### Given exercise 1
In the passage on the Simpson type inequality, translate this sentence into Spanish: "In Corollary 2.2, if we take α = m = 1, we obtain the following Simpson type inequality"
### Given exercise 2
Reproduce part of the passage on the Simpson type inequality with "Simpson-type inequality" substituted for "Simpson type inequality". Begin at the words that have "In Corollary 2.2, if" and stop after "[11] for s = 1.".
### Given exercise 3
Answer these questions from the passage on the Simpson type inequality.
(a) Which values of μ and λ are assumed with Theorem 2?
(b) In Remark 2, which values are taken for α and m?
(c) For which value of s does the result match the inequality in Theorem 10 in [11]?

### Text block
Under the assumptions of Theorem 2 with $\mu =\frac{1}{2}$ and $\lambda =\frac{1}{3}$, we have the following Simpson type inequality

$$\begin{array}{l}\left|\frac{1}{6}\left[f\left(a\right)+4f\left(\frac{a+\mathit{\text{mb}}}{2}\right)+f\left(\mathit{\text{mb}}\right)\right]-\frac{1}{\mathit{\text{mb}}-a}\underset{a}{\overset{\mathit{\text{mb}}}{\int }}f\left(x\right)\mathit{\text{dx}}\right|\hfill \\ \le \hfill & \left(\mathit{\text{mb}}-a\right){\left(\frac{5}{72}\right)}^{1-\frac{1}{q}}\left\{{\left({\delta }_3^{\ast }{\left|f^{\prime }\left(a\right)\right|}^q+m\left(\frac{5}{72}-{\delta }_3^{\ast }\right){\left|f^{\prime }\left(b\right)\right|}^q\right)}^{\frac{1}{q}}\right.\hfill \\ \left.+{\left({\beta }_1^{\ast }{\left|f^{\prime }\left(a\right)\right|}^q+m\left(\frac{5}{72}-{\beta }_1^{\ast }\right){\left|f^{\prime }\left(b\right)\right|}^q\right)}^{\frac{1}{q}}\right\},\hfill \end{array}$$

where

$${\delta }_3^{\ast }=\frac{2+3^{\alpha +1}\left(2\alpha +1\right)}{6^{\alpha +2}\left(\alpha +1\right)\left(\alpha +2\right)}$$

and

$${\beta }_1^{\ast }=\frac{2\times 5^{\alpha +2}+6^{\alpha +1}\left(\alpha -4\right)-3^{\alpha +1}\left(2\alpha +7\right)}{6^{\alpha +2}\left(\alpha +1\right)\left(\alpha +2\right)}.$$

Remark 2

In Corollary 2.2, if we take α = m = 1, we obtain the following Simpson type inequality

$$\begin{array}{l}\left|\frac{1}{6}\left[f\left(a\right)+4f\left(\frac{a+b}{2}\right)+f\left(b\right)\right]-\frac{1}{b-a}\underset{a}{\overset{b}{\int }}f\left(x\right)\mathit{\text{dx}}\right|\hfill \\ \le \hfill & \left(b-a\right){\left(\frac{5}{72}\right)}^{1-\frac{1}{q}}\left\{{\left(\frac{29}{1296}{\left|f^{\prime }\left(b\right)\right|}^q+\frac{61}{1296}{\left|f^{\prime }\left(a\right)\right|}^q\right)}^{\frac{1}{q}}\right.\hfill \\ \left.+{\left(\frac{61}{1296}{\left|f^{\prime }\left(b\right)\right|}^q+\frac{29}{1296}{\left|f^{\prime }\left(a\right)\right|}^q\right)}^{\frac{1}{q}}\right\},\hfill \end{array}$$

which is the same of the inequality in Theorem 10 in [11] for s = 1.

### Items
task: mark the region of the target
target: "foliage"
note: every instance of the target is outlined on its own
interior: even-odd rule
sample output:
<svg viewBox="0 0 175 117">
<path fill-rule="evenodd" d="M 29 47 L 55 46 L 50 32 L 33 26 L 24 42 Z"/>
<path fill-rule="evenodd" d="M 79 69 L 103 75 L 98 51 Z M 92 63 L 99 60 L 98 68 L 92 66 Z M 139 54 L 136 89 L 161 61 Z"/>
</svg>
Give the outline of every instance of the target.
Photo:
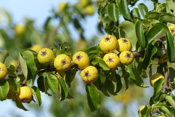
<svg viewBox="0 0 175 117">
<path fill-rule="evenodd" d="M 105 53 L 98 45 L 92 43 L 95 41 L 92 39 L 84 52 L 89 56 L 90 65 L 98 69 L 99 77 L 92 83 L 85 83 L 86 100 L 93 112 L 100 108 L 100 93 L 105 96 L 117 95 L 124 86 L 128 89 L 131 83 L 143 88 L 148 87 L 143 78 L 154 74 L 153 59 L 168 58 L 163 62 L 156 61 L 156 72 L 165 76 L 165 79 L 155 82 L 149 106 L 142 109 L 140 113 L 143 117 L 156 115 L 173 117 L 175 112 L 175 97 L 172 93 L 175 82 L 173 75 L 175 37 L 174 32 L 172 33 L 174 30 L 169 30 L 168 26 L 175 23 L 175 2 L 166 0 L 159 3 L 158 0 L 151 0 L 154 8 L 149 10 L 144 3 L 138 3 L 138 1 L 103 0 L 98 3 L 99 32 L 102 32 L 104 28 L 108 35 L 114 35 L 117 39 L 129 39 L 135 59 L 130 65 L 120 64 L 116 70 L 110 70 L 102 59 Z M 89 1 L 83 4 L 83 7 L 92 3 Z M 49 65 L 39 63 L 37 52 L 31 50 L 30 47 L 40 44 L 42 47 L 51 48 L 56 56 L 66 54 L 72 57 L 77 50 L 73 47 L 76 43 L 73 41 L 68 26 L 73 24 L 81 40 L 84 42 L 87 40 L 80 23 L 80 20 L 84 20 L 88 15 L 83 11 L 83 7 L 79 2 L 75 5 L 66 4 L 61 11 L 53 10 L 53 15 L 46 19 L 41 32 L 34 28 L 34 21 L 29 19 L 26 19 L 24 32 L 20 35 L 15 33 L 11 37 L 7 33 L 8 29 L 0 30 L 0 39 L 4 42 L 1 46 L 3 51 L 0 52 L 0 61 L 8 68 L 7 76 L 0 80 L 0 100 L 6 99 L 11 85 L 31 87 L 39 105 L 42 104 L 40 91 L 48 95 L 57 95 L 60 101 L 74 97 L 71 88 L 76 78 L 75 74 L 80 69 L 72 65 L 69 70 L 63 72 L 61 78 L 57 78 L 57 70 L 53 63 Z M 59 21 L 58 26 L 51 26 L 52 20 Z M 9 26 L 14 27 L 10 19 Z M 10 47 L 12 45 L 13 47 Z M 120 55 L 117 50 L 114 53 Z M 17 65 L 11 63 L 15 60 L 17 60 Z M 18 93 L 18 88 L 15 88 L 15 91 Z M 13 101 L 16 102 L 17 107 L 26 110 L 16 97 Z"/>
</svg>

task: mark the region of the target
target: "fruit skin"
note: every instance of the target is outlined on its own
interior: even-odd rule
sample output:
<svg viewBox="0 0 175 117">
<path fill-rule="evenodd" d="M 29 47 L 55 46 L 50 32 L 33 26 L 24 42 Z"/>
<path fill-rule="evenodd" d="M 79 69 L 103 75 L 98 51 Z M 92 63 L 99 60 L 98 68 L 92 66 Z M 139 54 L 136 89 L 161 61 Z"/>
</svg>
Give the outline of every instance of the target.
<svg viewBox="0 0 175 117">
<path fill-rule="evenodd" d="M 88 15 L 93 15 L 94 14 L 94 7 L 92 5 L 88 5 L 84 9 L 84 13 Z"/>
<path fill-rule="evenodd" d="M 88 44 L 85 40 L 79 39 L 78 41 L 76 41 L 76 50 L 82 51 L 82 50 L 85 50 L 87 47 L 88 47 Z"/>
<path fill-rule="evenodd" d="M 131 50 L 131 41 L 128 40 L 127 38 L 120 38 L 118 39 L 118 51 L 123 52 L 123 51 L 130 51 Z"/>
<path fill-rule="evenodd" d="M 25 32 L 26 27 L 23 24 L 17 24 L 15 25 L 14 29 L 16 35 L 22 35 Z"/>
<path fill-rule="evenodd" d="M 58 11 L 63 11 L 66 8 L 66 2 L 60 2 Z"/>
<path fill-rule="evenodd" d="M 104 53 L 111 53 L 118 49 L 118 41 L 113 35 L 105 35 L 100 40 L 99 46 Z"/>
<path fill-rule="evenodd" d="M 142 117 L 141 111 L 142 111 L 145 107 L 146 107 L 145 105 L 142 105 L 142 106 L 139 108 L 139 117 Z"/>
<path fill-rule="evenodd" d="M 64 72 L 57 71 L 56 72 L 56 77 L 57 77 L 57 79 L 63 78 L 64 77 Z"/>
<path fill-rule="evenodd" d="M 87 6 L 90 2 L 91 2 L 91 0 L 79 0 L 79 1 L 78 1 L 78 6 L 81 7 L 81 8 L 84 8 L 84 7 Z"/>
<path fill-rule="evenodd" d="M 49 48 L 43 48 L 38 53 L 38 61 L 43 65 L 48 65 L 55 59 L 54 52 Z"/>
<path fill-rule="evenodd" d="M 111 70 L 115 70 L 120 65 L 120 59 L 115 53 L 107 53 L 103 60 Z"/>
<path fill-rule="evenodd" d="M 23 103 L 29 103 L 32 100 L 32 90 L 28 86 L 19 87 L 19 93 L 17 99 Z"/>
<path fill-rule="evenodd" d="M 91 83 L 98 79 L 98 70 L 94 66 L 88 66 L 81 71 L 80 76 L 84 82 Z"/>
<path fill-rule="evenodd" d="M 175 35 L 175 24 L 171 24 L 168 26 L 171 34 L 174 36 Z"/>
<path fill-rule="evenodd" d="M 16 91 L 13 86 L 10 86 L 9 92 L 7 94 L 8 99 L 13 99 L 16 96 Z"/>
<path fill-rule="evenodd" d="M 0 80 L 4 79 L 7 75 L 7 67 L 0 62 Z"/>
<path fill-rule="evenodd" d="M 73 55 L 73 64 L 77 65 L 79 69 L 84 69 L 90 64 L 88 55 L 83 51 L 78 51 Z"/>
<path fill-rule="evenodd" d="M 59 54 L 54 60 L 54 67 L 58 71 L 67 71 L 71 67 L 71 58 L 66 54 Z"/>
<path fill-rule="evenodd" d="M 39 44 L 35 44 L 30 49 L 38 53 L 42 49 L 42 46 Z"/>
<path fill-rule="evenodd" d="M 134 55 L 130 51 L 123 51 L 119 55 L 120 62 L 124 65 L 129 65 L 133 62 L 134 60 Z"/>
<path fill-rule="evenodd" d="M 153 87 L 154 86 L 154 83 L 157 80 L 159 80 L 160 78 L 165 79 L 165 77 L 162 74 L 160 74 L 160 73 L 156 73 L 156 74 L 152 75 L 151 78 L 150 78 L 150 84 L 151 84 L 151 86 Z"/>
</svg>

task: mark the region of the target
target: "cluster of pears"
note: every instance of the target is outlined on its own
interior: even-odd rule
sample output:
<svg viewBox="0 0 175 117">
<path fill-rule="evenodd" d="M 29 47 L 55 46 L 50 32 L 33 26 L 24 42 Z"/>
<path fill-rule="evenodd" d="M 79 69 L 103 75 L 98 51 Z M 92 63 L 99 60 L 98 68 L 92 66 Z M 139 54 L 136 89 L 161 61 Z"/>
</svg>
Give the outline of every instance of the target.
<svg viewBox="0 0 175 117">
<path fill-rule="evenodd" d="M 123 65 L 129 65 L 134 60 L 134 55 L 131 52 L 131 41 L 127 38 L 117 38 L 113 35 L 105 35 L 99 42 L 100 49 L 106 53 L 103 60 L 109 66 L 111 70 L 117 69 L 122 63 Z M 114 51 L 119 52 L 119 57 Z"/>
<path fill-rule="evenodd" d="M 0 62 L 0 80 L 5 79 L 7 75 L 7 67 L 5 64 Z M 29 103 L 32 100 L 32 90 L 28 86 L 21 86 L 19 89 L 14 88 L 13 85 L 10 85 L 9 91 L 7 94 L 8 99 L 13 99 L 16 97 L 18 101 L 23 103 Z M 18 90 L 18 93 L 17 93 Z"/>
</svg>

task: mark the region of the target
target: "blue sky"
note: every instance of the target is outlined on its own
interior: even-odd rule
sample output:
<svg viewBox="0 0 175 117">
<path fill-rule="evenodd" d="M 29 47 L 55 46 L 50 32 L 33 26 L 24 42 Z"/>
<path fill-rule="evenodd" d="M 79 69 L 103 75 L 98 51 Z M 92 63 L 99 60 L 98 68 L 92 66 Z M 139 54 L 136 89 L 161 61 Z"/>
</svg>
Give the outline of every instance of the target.
<svg viewBox="0 0 175 117">
<path fill-rule="evenodd" d="M 51 15 L 51 10 L 56 10 L 61 1 L 74 4 L 78 0 L 0 0 L 0 9 L 5 8 L 11 14 L 12 21 L 15 24 L 23 23 L 24 17 L 27 17 L 35 20 L 35 26 L 41 28 L 46 18 Z M 98 33 L 96 30 L 98 23 L 97 13 L 93 16 L 87 16 L 87 21 L 81 23 L 85 24 L 83 27 L 87 38 L 91 38 L 91 36 Z M 78 38 L 75 33 L 73 33 L 73 36 Z"/>
<path fill-rule="evenodd" d="M 65 0 L 71 4 L 75 3 L 77 0 Z M 28 17 L 36 21 L 36 26 L 41 28 L 43 26 L 44 21 L 48 16 L 51 15 L 51 9 L 57 9 L 61 0 L 0 0 L 0 9 L 5 8 L 13 18 L 14 23 L 22 23 L 24 21 L 24 17 Z M 151 6 L 149 6 L 151 7 Z M 98 34 L 96 31 L 96 25 L 98 22 L 98 14 L 95 13 L 94 16 L 87 17 L 87 20 L 81 23 L 84 23 L 83 27 L 85 28 L 85 36 L 90 38 L 93 35 Z M 71 29 L 73 30 L 73 29 Z M 73 35 L 76 37 L 76 35 Z M 50 98 L 46 95 L 42 94 L 43 100 L 43 115 L 45 117 L 51 117 L 48 112 L 48 105 L 50 102 Z M 47 101 L 45 101 L 47 100 Z M 109 108 L 114 107 L 109 104 Z M 131 107 L 132 108 L 132 107 Z M 137 107 L 134 107 L 137 108 Z M 116 108 L 114 108 L 116 110 Z M 11 112 L 19 112 L 20 115 L 25 115 L 25 117 L 35 117 L 36 115 L 33 113 L 35 110 L 30 110 L 25 112 L 23 110 L 18 109 L 11 100 L 5 100 L 3 102 L 0 101 L 0 117 L 9 117 Z M 10 114 L 8 114 L 10 113 Z"/>
</svg>

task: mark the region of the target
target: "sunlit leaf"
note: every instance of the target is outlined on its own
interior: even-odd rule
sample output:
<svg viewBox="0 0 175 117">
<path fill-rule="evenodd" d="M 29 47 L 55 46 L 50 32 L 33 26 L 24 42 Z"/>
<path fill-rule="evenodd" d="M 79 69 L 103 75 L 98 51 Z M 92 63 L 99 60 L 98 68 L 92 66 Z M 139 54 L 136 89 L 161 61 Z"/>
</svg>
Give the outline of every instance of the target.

### Task solution 1
En el Corolario 2.2, si tomamos α = m = 1, obtenemos la siguiente desigualdad de tipo Simpson

### Task solution 2
In Corollary 2.2, if we take α = m = 1, we obtain the following Simpson-type inequality

$$\begin{array}{l}\left|\frac{1}{6}\left[f\left(a\right)+4f\left(\frac{a+b}{2}\right)+f\left(b\right)\right]-\frac{1}{b-a}\underset{a}{\overset{b}{\int }}f\left(x\right)\mathit{\text{dx}}\right|\hfill \\ \le \hfill & \left(b-a\right){\left(\frac{5}{72}\right)}^{1-\frac{1}{q}}\left\{{\left(\frac{29}{1296}{\left|f^{\prime }\left(b\right)\right|}^q+\frac{61}{1296}{\left|f^{\prime }\left(a\right)\right|}^q\right)}^{\frac{1}{q}}\right.\hfill \\ \left.+{\left(\frac{61}{1296}{\left|f^{\prime }\left(b\right)\right|}^q+\frac{29}{1296}{\left|f^{\prime }\left(a\right)\right|}^q\right)}^{\frac{1}{q}}\right\},\hfill \end{array}$$

which is the same of the inequality in Theorem 10 in [11] for s = 1.

### Task solution 3
(a) μ = 1/2 and λ = 1/3.
(b) α = m = 1.
(c) s = 1.